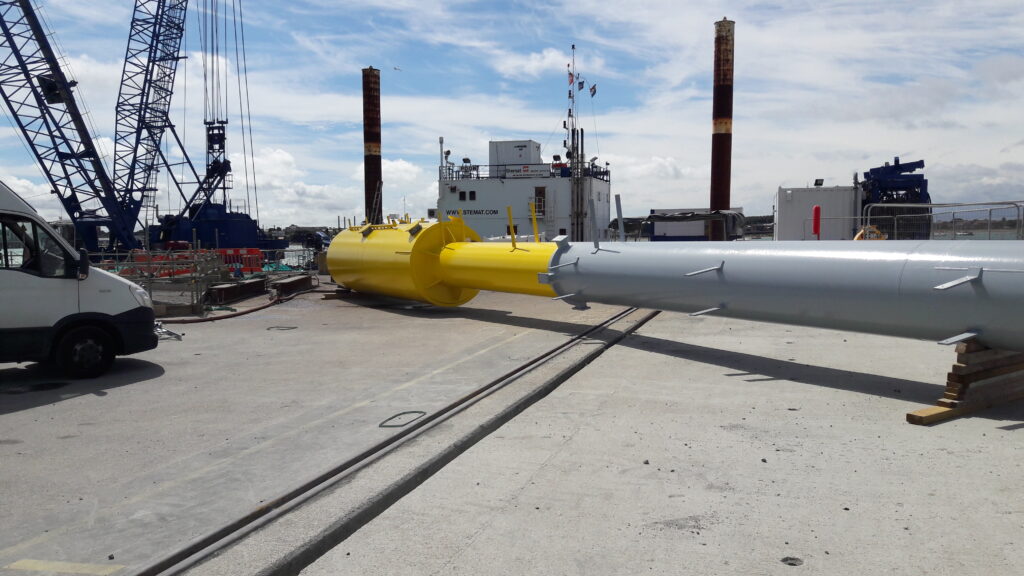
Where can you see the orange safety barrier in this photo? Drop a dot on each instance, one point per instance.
(244, 260)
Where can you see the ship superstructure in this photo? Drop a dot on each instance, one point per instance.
(516, 175)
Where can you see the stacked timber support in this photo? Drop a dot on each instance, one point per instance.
(982, 377)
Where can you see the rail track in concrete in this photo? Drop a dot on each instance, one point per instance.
(201, 549)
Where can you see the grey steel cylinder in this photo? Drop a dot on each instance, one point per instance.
(933, 290)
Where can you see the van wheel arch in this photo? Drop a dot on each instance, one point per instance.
(85, 351)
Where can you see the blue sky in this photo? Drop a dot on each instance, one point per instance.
(822, 89)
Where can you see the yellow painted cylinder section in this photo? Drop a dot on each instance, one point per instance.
(439, 263)
(398, 260)
(499, 266)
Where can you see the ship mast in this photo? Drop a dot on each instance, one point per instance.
(574, 151)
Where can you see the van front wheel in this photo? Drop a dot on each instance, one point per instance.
(85, 353)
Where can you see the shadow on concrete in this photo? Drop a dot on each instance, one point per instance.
(419, 310)
(750, 367)
(24, 386)
(754, 368)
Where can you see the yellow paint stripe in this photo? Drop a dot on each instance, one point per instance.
(65, 567)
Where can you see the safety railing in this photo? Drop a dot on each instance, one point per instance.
(977, 220)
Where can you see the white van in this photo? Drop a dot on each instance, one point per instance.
(54, 307)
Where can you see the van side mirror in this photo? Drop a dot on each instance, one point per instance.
(83, 263)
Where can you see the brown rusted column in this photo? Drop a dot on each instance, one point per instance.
(373, 175)
(721, 138)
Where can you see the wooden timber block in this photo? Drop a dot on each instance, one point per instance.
(981, 378)
(931, 415)
(968, 346)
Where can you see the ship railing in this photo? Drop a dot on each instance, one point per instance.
(975, 220)
(503, 171)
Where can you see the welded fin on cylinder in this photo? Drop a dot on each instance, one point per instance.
(720, 265)
(958, 281)
(577, 304)
(572, 263)
(960, 337)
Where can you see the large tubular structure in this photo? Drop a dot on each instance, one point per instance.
(937, 290)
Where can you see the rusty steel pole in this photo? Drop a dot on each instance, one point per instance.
(721, 138)
(373, 176)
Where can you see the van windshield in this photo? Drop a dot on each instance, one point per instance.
(28, 247)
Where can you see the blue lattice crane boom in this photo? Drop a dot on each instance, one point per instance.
(143, 103)
(39, 96)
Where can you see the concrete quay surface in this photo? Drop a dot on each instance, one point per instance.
(712, 446)
(117, 472)
(690, 446)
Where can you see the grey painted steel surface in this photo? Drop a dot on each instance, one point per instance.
(918, 289)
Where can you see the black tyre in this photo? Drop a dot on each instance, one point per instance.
(85, 353)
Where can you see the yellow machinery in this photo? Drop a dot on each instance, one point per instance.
(442, 263)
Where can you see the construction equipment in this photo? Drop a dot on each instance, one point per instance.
(893, 183)
(39, 95)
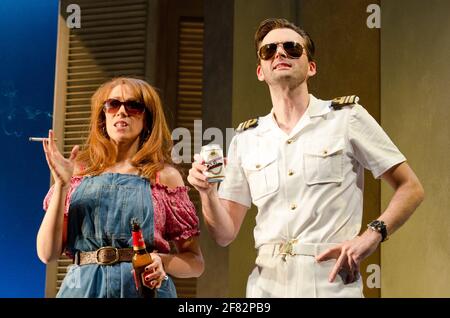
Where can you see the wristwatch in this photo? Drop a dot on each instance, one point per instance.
(380, 227)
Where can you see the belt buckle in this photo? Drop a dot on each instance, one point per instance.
(287, 248)
(115, 260)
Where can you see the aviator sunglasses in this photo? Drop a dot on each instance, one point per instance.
(132, 107)
(293, 50)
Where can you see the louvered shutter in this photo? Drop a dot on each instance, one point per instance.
(189, 106)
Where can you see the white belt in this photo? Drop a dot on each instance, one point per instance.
(293, 247)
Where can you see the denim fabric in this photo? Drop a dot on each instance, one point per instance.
(100, 213)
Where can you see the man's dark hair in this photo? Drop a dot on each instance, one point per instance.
(270, 24)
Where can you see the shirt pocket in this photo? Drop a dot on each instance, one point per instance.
(262, 176)
(323, 161)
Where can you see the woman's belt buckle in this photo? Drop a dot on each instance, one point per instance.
(107, 253)
(287, 248)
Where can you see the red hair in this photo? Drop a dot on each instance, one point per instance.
(155, 142)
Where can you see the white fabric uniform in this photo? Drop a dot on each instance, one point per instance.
(307, 186)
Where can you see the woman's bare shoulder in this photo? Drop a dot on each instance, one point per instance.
(170, 177)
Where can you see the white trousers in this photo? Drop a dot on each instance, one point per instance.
(297, 274)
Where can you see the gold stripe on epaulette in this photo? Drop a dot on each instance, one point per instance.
(344, 100)
(247, 124)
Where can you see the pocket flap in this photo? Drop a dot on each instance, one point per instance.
(256, 164)
(325, 147)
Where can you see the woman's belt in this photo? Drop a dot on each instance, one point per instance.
(107, 255)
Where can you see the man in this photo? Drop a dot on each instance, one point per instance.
(302, 165)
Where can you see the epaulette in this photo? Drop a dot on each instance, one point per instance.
(342, 101)
(247, 124)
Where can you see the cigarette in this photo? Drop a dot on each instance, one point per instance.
(38, 139)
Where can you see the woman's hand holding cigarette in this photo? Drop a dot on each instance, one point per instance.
(62, 169)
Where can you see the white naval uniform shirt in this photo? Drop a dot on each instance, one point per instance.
(308, 185)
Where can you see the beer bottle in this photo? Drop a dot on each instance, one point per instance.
(141, 258)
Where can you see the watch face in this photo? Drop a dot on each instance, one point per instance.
(376, 224)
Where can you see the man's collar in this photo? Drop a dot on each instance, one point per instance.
(316, 108)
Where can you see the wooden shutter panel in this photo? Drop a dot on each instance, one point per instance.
(189, 106)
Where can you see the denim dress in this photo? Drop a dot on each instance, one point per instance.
(100, 214)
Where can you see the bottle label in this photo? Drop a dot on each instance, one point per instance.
(138, 240)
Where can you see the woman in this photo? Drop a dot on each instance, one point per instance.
(123, 173)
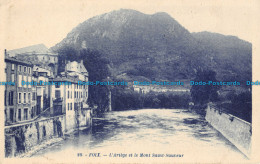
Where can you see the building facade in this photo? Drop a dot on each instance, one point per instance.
(18, 97)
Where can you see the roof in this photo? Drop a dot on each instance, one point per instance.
(14, 60)
(76, 67)
(38, 49)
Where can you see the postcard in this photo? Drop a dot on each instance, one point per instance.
(159, 81)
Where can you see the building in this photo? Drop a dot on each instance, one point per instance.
(38, 55)
(41, 76)
(68, 97)
(18, 98)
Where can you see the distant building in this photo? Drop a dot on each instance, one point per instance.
(68, 97)
(42, 75)
(38, 55)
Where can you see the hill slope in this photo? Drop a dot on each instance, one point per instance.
(157, 47)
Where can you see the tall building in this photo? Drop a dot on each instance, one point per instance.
(67, 97)
(38, 55)
(18, 97)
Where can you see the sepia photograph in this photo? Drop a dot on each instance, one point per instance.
(89, 81)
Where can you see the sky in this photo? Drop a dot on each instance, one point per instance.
(29, 22)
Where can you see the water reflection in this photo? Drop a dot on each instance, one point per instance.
(153, 130)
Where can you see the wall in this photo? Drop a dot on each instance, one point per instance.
(22, 138)
(236, 130)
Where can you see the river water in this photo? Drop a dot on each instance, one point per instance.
(175, 133)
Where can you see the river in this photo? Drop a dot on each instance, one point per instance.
(175, 132)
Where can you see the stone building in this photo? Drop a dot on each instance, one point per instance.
(67, 97)
(18, 97)
(38, 55)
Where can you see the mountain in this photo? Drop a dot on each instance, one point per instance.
(157, 47)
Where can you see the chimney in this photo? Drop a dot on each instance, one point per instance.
(6, 55)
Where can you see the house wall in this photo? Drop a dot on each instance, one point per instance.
(22, 138)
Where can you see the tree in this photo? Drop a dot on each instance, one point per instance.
(202, 94)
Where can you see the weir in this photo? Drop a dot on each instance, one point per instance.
(236, 130)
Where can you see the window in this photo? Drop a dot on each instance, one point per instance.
(11, 98)
(19, 97)
(24, 98)
(19, 114)
(20, 68)
(57, 94)
(12, 77)
(20, 78)
(29, 98)
(29, 80)
(34, 96)
(5, 98)
(26, 114)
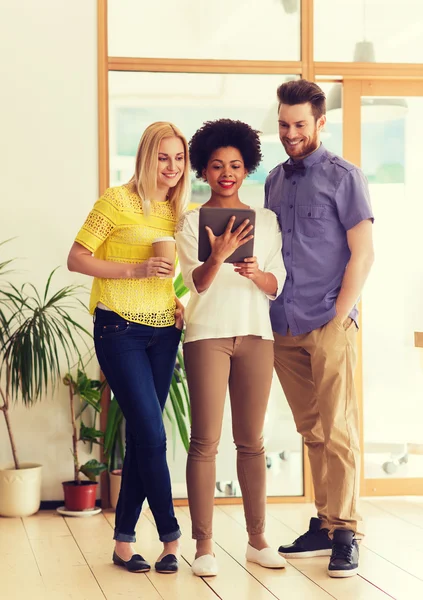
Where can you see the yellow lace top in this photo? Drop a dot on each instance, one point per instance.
(116, 229)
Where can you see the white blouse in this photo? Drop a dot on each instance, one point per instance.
(233, 305)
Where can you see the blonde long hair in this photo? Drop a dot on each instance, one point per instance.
(144, 180)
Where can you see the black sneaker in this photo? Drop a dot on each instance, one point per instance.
(344, 558)
(315, 542)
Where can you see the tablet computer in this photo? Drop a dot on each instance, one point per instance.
(217, 219)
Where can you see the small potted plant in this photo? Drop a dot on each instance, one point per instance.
(35, 329)
(80, 494)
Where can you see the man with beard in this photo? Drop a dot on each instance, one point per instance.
(323, 206)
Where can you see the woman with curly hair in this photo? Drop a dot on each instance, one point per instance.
(228, 339)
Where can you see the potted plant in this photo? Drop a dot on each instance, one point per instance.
(37, 332)
(80, 494)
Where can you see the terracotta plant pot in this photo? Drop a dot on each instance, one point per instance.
(20, 490)
(80, 496)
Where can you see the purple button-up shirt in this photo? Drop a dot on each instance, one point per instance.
(315, 210)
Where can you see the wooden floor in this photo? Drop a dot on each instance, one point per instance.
(48, 557)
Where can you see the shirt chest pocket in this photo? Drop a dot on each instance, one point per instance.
(310, 220)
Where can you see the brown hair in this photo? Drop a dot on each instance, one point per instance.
(302, 91)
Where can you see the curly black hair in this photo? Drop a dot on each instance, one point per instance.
(221, 134)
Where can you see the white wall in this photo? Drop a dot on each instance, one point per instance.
(48, 175)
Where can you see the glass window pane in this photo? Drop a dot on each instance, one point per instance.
(138, 99)
(368, 30)
(392, 298)
(265, 30)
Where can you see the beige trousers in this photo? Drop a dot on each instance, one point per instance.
(246, 363)
(316, 371)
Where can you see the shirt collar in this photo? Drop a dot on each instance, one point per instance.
(312, 158)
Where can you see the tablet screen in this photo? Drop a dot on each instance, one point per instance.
(217, 219)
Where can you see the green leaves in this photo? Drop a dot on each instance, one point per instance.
(37, 334)
(92, 469)
(90, 434)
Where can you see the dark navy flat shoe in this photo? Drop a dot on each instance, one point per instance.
(136, 564)
(168, 564)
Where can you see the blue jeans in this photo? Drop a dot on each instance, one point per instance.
(138, 362)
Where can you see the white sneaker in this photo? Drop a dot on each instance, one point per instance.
(205, 566)
(268, 557)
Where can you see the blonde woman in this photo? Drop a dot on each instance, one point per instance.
(137, 326)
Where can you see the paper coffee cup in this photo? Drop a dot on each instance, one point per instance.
(166, 247)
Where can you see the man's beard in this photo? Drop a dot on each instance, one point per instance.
(306, 148)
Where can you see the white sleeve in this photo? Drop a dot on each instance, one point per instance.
(274, 262)
(187, 248)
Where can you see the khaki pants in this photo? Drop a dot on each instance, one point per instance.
(246, 363)
(316, 371)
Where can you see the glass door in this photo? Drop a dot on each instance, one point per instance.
(383, 132)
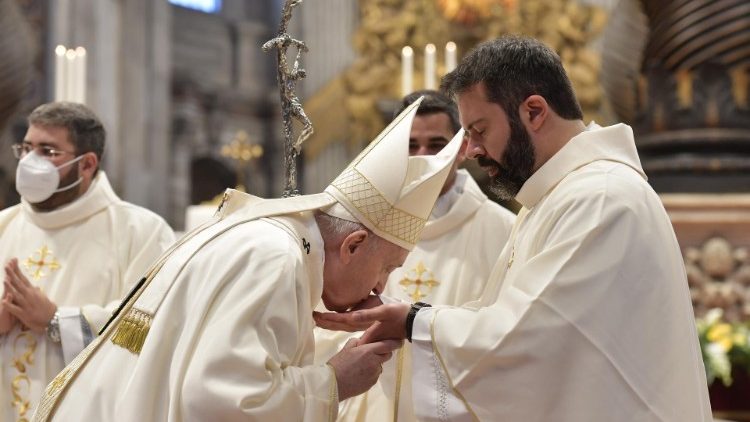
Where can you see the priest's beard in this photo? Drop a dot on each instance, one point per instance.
(517, 163)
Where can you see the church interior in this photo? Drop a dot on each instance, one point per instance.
(191, 106)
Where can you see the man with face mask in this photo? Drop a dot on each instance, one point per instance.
(70, 248)
(587, 315)
(221, 328)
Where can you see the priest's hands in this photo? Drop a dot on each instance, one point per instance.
(27, 303)
(380, 323)
(358, 365)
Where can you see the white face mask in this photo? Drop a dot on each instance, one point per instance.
(37, 178)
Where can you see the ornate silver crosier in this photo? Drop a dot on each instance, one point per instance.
(290, 103)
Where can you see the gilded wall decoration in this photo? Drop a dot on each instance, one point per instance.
(719, 277)
(387, 26)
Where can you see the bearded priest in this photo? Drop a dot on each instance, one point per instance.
(221, 326)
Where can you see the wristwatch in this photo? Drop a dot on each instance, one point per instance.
(53, 328)
(415, 307)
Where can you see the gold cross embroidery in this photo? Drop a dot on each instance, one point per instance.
(44, 253)
(418, 282)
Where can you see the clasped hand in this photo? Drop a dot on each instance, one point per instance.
(379, 322)
(24, 303)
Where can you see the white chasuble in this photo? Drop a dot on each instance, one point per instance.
(449, 266)
(84, 256)
(587, 316)
(230, 337)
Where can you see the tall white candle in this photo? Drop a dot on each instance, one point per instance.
(80, 71)
(60, 74)
(450, 56)
(407, 71)
(71, 89)
(429, 66)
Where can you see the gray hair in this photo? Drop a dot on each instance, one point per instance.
(335, 229)
(85, 130)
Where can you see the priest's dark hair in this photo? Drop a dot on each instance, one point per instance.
(434, 102)
(85, 130)
(513, 68)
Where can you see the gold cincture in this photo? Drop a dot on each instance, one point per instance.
(132, 330)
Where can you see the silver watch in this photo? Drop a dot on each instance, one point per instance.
(53, 328)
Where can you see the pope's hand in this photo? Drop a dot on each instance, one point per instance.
(381, 322)
(358, 367)
(29, 304)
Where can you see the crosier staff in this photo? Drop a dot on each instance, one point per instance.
(290, 103)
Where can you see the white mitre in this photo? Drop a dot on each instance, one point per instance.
(389, 192)
(384, 189)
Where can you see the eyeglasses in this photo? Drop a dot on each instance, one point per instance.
(19, 150)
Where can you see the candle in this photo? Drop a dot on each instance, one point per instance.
(450, 56)
(407, 70)
(60, 75)
(70, 75)
(429, 66)
(80, 72)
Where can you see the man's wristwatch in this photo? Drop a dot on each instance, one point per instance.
(415, 307)
(53, 328)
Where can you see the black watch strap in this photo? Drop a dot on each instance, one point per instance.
(415, 307)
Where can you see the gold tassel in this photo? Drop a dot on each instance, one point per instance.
(132, 330)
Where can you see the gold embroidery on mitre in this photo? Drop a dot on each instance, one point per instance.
(132, 330)
(36, 266)
(419, 282)
(364, 196)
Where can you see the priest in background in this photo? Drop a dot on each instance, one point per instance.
(449, 266)
(68, 249)
(587, 315)
(221, 328)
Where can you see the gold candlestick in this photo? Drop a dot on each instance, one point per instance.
(242, 151)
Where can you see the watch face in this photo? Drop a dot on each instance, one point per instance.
(53, 329)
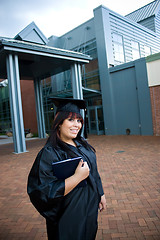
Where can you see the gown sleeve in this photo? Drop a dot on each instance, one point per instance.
(46, 192)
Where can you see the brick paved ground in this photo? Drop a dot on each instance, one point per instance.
(130, 171)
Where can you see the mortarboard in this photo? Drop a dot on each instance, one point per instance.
(68, 104)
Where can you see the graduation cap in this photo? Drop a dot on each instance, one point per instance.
(68, 104)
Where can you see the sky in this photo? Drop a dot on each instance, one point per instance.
(56, 17)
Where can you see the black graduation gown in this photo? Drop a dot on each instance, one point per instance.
(73, 216)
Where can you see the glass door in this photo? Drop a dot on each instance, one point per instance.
(95, 120)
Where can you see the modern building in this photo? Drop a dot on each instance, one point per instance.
(119, 93)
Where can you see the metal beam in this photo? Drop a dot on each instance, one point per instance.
(15, 103)
(39, 109)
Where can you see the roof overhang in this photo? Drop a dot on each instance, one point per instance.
(36, 60)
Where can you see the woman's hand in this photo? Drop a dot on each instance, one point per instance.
(102, 204)
(82, 170)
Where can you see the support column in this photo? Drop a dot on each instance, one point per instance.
(39, 109)
(76, 81)
(77, 85)
(15, 103)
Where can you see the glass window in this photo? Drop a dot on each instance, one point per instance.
(118, 47)
(147, 50)
(135, 50)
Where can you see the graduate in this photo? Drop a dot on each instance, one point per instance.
(70, 210)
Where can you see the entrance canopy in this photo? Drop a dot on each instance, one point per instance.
(31, 61)
(37, 60)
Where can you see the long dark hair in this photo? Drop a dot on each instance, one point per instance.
(54, 137)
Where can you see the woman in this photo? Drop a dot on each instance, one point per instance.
(70, 210)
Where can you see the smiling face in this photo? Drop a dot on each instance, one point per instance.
(69, 129)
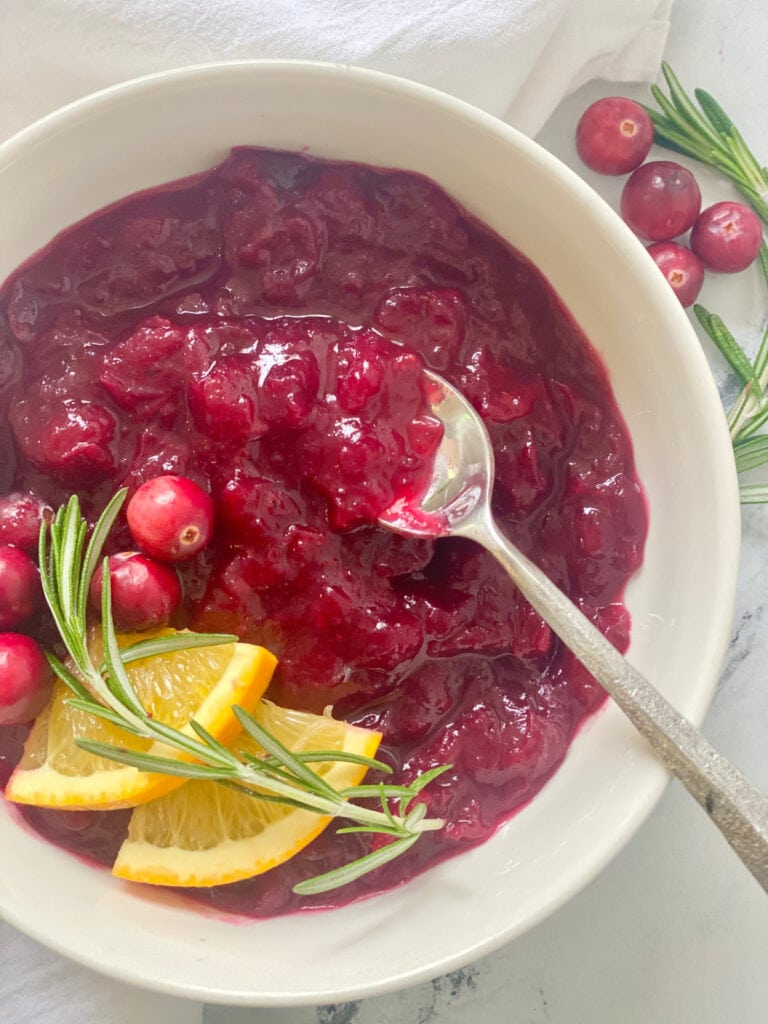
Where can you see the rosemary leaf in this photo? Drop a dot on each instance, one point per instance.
(729, 347)
(350, 872)
(69, 678)
(96, 543)
(751, 453)
(754, 494)
(310, 757)
(169, 644)
(687, 109)
(151, 762)
(714, 112)
(117, 679)
(99, 711)
(272, 745)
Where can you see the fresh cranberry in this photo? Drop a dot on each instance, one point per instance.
(171, 518)
(613, 135)
(26, 679)
(660, 201)
(144, 593)
(20, 516)
(19, 587)
(681, 267)
(727, 237)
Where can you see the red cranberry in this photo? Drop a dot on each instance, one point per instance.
(727, 237)
(681, 267)
(26, 679)
(20, 516)
(19, 587)
(660, 201)
(144, 594)
(171, 518)
(613, 135)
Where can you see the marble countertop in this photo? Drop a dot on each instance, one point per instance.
(674, 931)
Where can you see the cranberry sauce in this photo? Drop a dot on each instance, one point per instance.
(240, 329)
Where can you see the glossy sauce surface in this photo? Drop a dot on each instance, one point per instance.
(260, 329)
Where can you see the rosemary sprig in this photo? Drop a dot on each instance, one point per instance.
(67, 567)
(701, 129)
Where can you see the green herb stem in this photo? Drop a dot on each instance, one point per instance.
(707, 133)
(105, 691)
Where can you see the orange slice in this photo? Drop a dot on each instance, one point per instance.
(205, 834)
(202, 682)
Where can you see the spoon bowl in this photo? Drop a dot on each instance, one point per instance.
(457, 503)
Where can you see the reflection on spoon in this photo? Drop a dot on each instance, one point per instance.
(457, 503)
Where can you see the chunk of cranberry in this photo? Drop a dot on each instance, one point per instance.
(360, 369)
(289, 251)
(20, 517)
(144, 593)
(146, 370)
(19, 587)
(171, 518)
(254, 508)
(727, 237)
(71, 440)
(289, 384)
(26, 679)
(431, 321)
(682, 269)
(660, 201)
(224, 400)
(613, 135)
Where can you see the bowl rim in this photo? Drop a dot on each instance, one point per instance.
(717, 438)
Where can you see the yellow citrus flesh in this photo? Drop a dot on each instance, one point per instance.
(202, 682)
(205, 834)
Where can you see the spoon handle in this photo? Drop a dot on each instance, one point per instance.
(737, 808)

## Instructions to follow
Your output consists solely of the lines from the one with "Where can you see the green herb" through the last line, copied exactly.

## Answer below
Where can you see the green herb stem in this photo? Drop a dot on each instance, one point per instance.
(707, 133)
(105, 691)
Where can you see the orange slice in this photo? Drop a dot on each instance, one point per instance.
(205, 834)
(202, 682)
Where can you see the spoon bowl in this photo? Drop a dot on each instance, one point per instance.
(457, 503)
Where can you see the reflection on spoon in this photo? Drop a dot on each instance, one point per instance.
(457, 503)
Where can you see the chunk of cranberry in this photo? Drop a dot on each instance, one point per instance.
(360, 369)
(289, 251)
(20, 517)
(144, 593)
(146, 370)
(19, 587)
(171, 518)
(254, 508)
(727, 237)
(71, 440)
(289, 384)
(26, 679)
(431, 321)
(682, 269)
(660, 201)
(224, 400)
(613, 135)
Where can you see the bowl rim in this photo? Drop a dot on each instance, one point per instance.
(717, 438)
Where can you see the yellow citrus flesh in this photo? Drop a dot on each instance, one point per instance.
(202, 682)
(205, 834)
Where can you see the spoon handle in this photo? Drop a dot on each instance, one point per instance.
(737, 808)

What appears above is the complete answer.